Problem 1 >> In the barium salt formula page, rewrite the paragraph that begins "The #"empirical formula"# is the simplest" as a short list, keeping its main facts.
Problem 2 >>
Decide whether each statement agrees with the barium salt formula page. Answer yes or no for each, and quote the words from the page that settle it.
(a) The salt holds 17.14 g of the metal.
(b) The answer given is BaCl_3.
(c) The answer is dated in March 2017.
Problem 3 >> Carry on the page about the barium salt's empirical formula, starting right after its last sentence.

Text extract >>
▬▬▬▬▬▬

What is the empirical formula of a barium salt that contains #17.14*g# of the metal, and #8.86*g# of chlorine?

1 Answer
Mar 26, 2017

Answer:

You mean the #"empirical formula"...........# and here it is #BaCl_2#.

Explanation:

You mean the #"empirical formula"...........#

The #"empirical formula"# is the simplest whole number defining constituent atoms in a species. And it is calculated by taking percentage mass of each element, and dividing thru by atomic mass, and then modifying these percentages to give simple whole numbers.

▬▬▬▬▬▬

[Collection entries]

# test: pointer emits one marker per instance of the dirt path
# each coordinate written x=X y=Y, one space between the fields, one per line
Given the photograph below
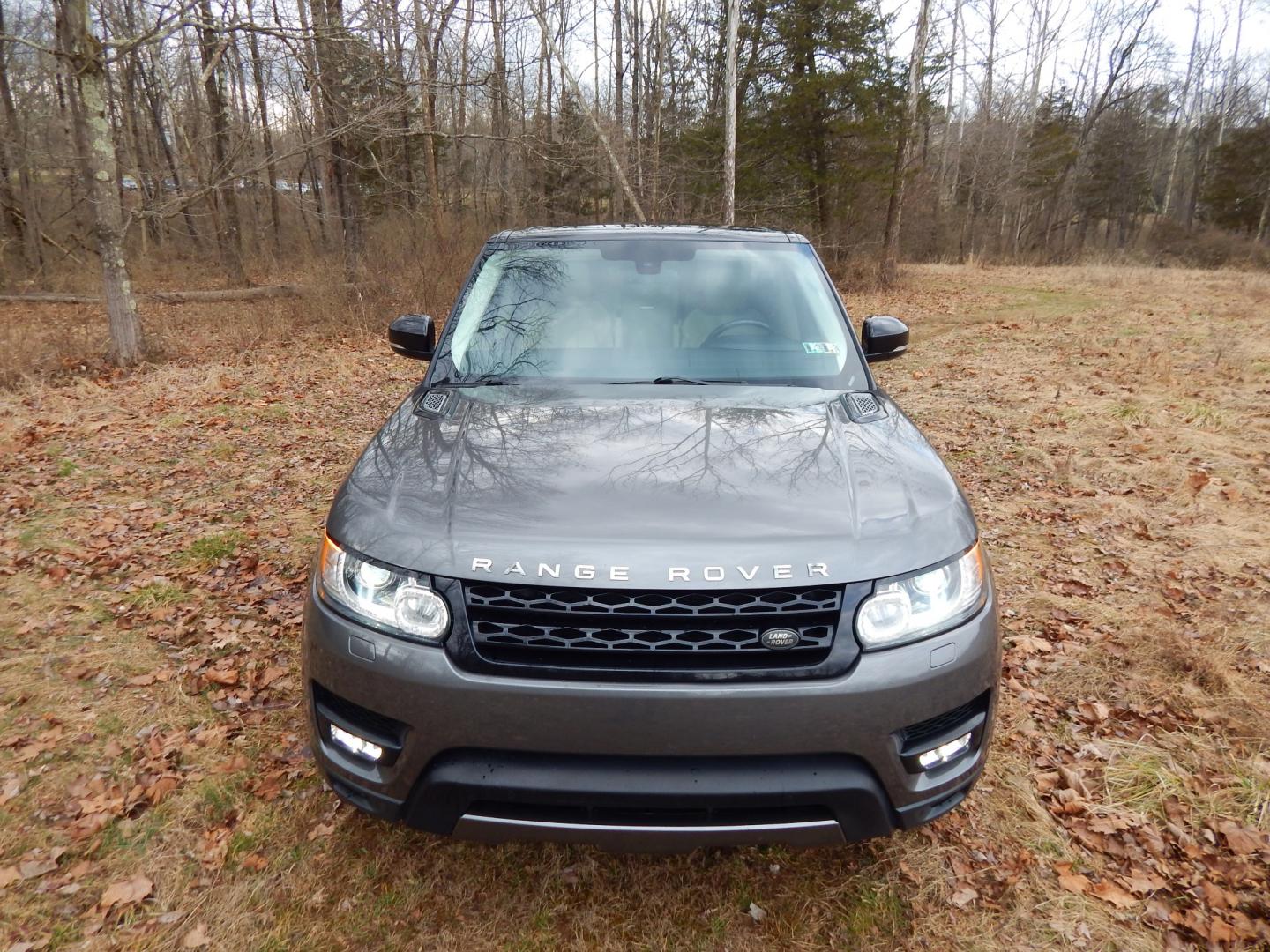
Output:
x=1110 y=428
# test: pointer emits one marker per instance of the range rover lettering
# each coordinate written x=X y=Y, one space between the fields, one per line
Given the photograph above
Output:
x=649 y=560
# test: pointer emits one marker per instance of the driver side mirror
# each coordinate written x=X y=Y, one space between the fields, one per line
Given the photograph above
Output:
x=413 y=335
x=884 y=338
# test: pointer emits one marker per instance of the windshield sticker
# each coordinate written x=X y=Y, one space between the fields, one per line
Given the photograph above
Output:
x=819 y=346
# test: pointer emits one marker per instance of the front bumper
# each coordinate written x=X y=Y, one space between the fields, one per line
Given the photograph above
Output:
x=648 y=766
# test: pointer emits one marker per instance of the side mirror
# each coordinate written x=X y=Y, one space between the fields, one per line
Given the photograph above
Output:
x=884 y=338
x=413 y=335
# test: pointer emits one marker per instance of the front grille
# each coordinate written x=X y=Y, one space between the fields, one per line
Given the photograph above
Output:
x=649 y=631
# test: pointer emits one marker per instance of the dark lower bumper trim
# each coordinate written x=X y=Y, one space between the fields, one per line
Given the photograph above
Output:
x=639 y=838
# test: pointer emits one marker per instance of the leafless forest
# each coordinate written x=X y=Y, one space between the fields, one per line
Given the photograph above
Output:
x=247 y=136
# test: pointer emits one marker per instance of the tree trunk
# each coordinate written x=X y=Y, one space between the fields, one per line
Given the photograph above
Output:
x=19 y=210
x=228 y=240
x=895 y=205
x=265 y=135
x=594 y=121
x=619 y=80
x=1181 y=115
x=729 y=122
x=93 y=138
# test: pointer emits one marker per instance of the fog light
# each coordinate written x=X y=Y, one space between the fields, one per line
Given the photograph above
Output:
x=945 y=752
x=363 y=747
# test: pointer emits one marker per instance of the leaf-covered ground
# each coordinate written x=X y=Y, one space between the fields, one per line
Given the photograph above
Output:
x=1111 y=430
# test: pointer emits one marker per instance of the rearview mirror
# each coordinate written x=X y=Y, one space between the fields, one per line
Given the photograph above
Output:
x=884 y=338
x=413 y=335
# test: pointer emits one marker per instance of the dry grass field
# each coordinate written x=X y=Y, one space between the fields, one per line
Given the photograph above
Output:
x=1109 y=426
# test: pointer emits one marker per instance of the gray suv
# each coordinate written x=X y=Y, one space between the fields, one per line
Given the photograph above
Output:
x=649 y=560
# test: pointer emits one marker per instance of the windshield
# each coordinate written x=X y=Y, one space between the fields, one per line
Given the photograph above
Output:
x=652 y=310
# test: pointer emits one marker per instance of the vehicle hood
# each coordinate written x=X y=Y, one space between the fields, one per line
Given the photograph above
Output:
x=742 y=487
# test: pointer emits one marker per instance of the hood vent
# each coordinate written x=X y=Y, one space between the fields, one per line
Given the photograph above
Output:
x=863 y=406
x=435 y=403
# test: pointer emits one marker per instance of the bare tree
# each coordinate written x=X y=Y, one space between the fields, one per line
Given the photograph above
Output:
x=86 y=56
x=729 y=122
x=895 y=205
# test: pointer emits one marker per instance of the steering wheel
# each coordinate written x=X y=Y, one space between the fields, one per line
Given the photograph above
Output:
x=729 y=325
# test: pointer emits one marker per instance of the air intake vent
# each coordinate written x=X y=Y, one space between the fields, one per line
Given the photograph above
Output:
x=435 y=403
x=863 y=407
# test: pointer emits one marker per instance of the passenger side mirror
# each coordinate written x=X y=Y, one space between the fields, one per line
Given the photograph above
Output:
x=413 y=335
x=884 y=338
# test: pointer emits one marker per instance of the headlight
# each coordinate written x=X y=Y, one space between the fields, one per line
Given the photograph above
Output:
x=385 y=598
x=923 y=605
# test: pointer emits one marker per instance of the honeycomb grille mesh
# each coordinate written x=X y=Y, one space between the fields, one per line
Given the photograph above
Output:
x=643 y=639
x=865 y=404
x=435 y=401
x=640 y=629
x=654 y=603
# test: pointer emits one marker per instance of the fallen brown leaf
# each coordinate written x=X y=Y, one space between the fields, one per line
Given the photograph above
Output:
x=196 y=937
x=124 y=894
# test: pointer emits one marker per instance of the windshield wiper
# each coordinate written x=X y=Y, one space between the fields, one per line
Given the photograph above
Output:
x=490 y=383
x=669 y=381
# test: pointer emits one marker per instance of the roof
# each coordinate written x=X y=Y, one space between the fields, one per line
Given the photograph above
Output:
x=600 y=233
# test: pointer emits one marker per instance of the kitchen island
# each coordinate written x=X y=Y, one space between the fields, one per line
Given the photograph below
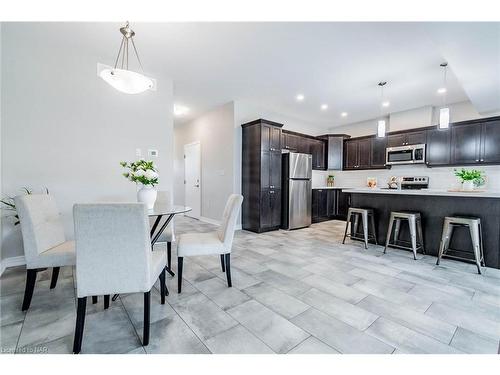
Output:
x=434 y=205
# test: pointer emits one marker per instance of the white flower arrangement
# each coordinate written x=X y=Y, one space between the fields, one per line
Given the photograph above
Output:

▬▬▬▬▬▬

Answer 1 >>
- An empirical formula is the simplest set of whole numbers defining the atoms that make up a species.
- To calculate it, take each element's percentage by mass.
- Divide each percentage by that element's atomic mass.
- Adjust the results to give simple whole numbers.

Answer 2 >>
(a) Yes: "a barium salt that contains #17.14*g# of the metal"
(b) No: "here it is #BaCl_2#"
(c) Yes: "Mar 26, 2017"

Answer 3 >>
And thus #%Ba# #=# #(17.14*g)/(17.14*g+8.86*g)xx100%=65.9%#

And thus #%Cl# #=# #(8.86*g)/(17.14*g+8.86*g)xx100%=34.1%#

You will note of course that the percentages sum to #100%#. Why #"of course?"#

And then we assume #100*g# of compound and divide thru by the atomic masses of each constituent:

#"Moles of barium"# #=# #(65.9*g)/(137.3*g*mol^-1)=0.480*mol.#

#"Moles of chlorine"# #=# #(34.10*g)/(35.5*g*mol^-1)=0.960*mol.#

If we divide thru by the smallest molar quantity, CLEARLY, we get an empirical formula of #BaCl_2#...........